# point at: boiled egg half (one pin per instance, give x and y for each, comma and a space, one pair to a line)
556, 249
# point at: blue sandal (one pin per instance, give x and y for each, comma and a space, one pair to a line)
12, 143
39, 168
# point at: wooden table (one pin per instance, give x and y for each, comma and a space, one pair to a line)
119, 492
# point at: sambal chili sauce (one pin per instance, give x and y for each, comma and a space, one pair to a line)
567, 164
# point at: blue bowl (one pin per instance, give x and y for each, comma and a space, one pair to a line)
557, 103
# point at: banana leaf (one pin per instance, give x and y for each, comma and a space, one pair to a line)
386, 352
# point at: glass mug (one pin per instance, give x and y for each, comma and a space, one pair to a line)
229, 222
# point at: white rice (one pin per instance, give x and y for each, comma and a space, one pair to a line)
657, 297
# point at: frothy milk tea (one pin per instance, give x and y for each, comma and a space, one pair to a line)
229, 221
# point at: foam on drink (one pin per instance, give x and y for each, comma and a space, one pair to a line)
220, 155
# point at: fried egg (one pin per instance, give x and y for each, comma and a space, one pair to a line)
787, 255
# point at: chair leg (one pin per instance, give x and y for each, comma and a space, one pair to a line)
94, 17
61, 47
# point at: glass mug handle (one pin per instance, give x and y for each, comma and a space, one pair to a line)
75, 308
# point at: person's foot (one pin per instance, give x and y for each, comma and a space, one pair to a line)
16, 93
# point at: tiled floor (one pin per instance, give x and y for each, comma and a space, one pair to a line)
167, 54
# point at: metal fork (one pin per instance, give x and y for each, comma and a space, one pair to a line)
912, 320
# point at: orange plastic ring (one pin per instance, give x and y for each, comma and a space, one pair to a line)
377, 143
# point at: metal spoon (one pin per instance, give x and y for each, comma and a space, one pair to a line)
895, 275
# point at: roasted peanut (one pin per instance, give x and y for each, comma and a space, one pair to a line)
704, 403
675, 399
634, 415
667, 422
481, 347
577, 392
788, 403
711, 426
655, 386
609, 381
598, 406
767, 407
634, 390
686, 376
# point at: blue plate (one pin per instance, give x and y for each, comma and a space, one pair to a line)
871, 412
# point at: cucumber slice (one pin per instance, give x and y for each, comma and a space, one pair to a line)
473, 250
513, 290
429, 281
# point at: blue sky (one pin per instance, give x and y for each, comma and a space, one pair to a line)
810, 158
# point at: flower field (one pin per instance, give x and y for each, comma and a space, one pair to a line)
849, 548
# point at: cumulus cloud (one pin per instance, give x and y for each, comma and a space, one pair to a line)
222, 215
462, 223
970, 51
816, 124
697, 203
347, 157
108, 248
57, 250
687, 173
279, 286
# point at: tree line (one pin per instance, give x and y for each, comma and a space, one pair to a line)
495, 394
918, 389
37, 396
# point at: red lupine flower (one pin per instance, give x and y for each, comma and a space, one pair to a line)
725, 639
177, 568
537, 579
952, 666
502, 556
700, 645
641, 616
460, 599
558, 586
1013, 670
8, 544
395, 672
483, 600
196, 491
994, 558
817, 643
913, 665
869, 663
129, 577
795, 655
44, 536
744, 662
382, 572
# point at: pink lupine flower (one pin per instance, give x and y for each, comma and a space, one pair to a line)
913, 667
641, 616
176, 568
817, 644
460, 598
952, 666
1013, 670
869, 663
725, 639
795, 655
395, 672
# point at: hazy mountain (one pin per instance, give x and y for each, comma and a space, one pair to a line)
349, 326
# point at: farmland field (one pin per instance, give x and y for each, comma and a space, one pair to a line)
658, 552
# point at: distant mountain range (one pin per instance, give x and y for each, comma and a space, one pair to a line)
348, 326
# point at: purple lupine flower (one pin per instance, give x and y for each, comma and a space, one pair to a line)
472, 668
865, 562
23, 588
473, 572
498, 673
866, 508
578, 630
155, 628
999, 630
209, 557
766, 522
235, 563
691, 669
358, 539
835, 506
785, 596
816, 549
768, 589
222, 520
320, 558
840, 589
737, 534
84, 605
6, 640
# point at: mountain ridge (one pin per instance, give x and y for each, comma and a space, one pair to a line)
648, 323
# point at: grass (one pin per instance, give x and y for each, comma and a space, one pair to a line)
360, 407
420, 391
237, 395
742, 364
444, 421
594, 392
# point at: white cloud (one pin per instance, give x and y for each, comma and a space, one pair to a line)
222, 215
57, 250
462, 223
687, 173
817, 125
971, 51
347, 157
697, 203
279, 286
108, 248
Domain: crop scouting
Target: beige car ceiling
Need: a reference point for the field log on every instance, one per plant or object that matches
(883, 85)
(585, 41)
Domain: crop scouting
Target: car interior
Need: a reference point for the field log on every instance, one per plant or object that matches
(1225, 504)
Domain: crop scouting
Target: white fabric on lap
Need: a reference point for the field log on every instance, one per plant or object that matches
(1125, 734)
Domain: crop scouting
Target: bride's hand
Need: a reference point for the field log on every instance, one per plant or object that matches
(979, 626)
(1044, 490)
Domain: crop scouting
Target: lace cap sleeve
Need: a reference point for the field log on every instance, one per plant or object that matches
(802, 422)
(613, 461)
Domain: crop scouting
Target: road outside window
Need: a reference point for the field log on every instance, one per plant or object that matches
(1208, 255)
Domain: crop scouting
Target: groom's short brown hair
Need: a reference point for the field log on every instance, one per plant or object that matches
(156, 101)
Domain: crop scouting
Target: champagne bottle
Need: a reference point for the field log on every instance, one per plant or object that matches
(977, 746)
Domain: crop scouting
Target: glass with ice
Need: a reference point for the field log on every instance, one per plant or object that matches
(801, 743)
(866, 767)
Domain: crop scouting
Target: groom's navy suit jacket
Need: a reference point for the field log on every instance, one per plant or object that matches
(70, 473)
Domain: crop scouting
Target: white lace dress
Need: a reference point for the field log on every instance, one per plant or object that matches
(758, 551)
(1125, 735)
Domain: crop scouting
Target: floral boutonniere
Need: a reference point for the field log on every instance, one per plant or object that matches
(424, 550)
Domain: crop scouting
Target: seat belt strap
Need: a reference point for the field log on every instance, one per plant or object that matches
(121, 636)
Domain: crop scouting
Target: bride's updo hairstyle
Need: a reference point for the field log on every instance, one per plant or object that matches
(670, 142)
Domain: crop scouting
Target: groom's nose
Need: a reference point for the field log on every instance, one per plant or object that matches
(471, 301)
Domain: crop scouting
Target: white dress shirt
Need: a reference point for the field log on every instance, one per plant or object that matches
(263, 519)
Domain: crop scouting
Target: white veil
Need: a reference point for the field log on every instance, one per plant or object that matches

—————

TO DO.
Return a copy of each line in the records above that has "dress" in it.

SOLUTION.
Target: white lace dress
Target: white dress shirt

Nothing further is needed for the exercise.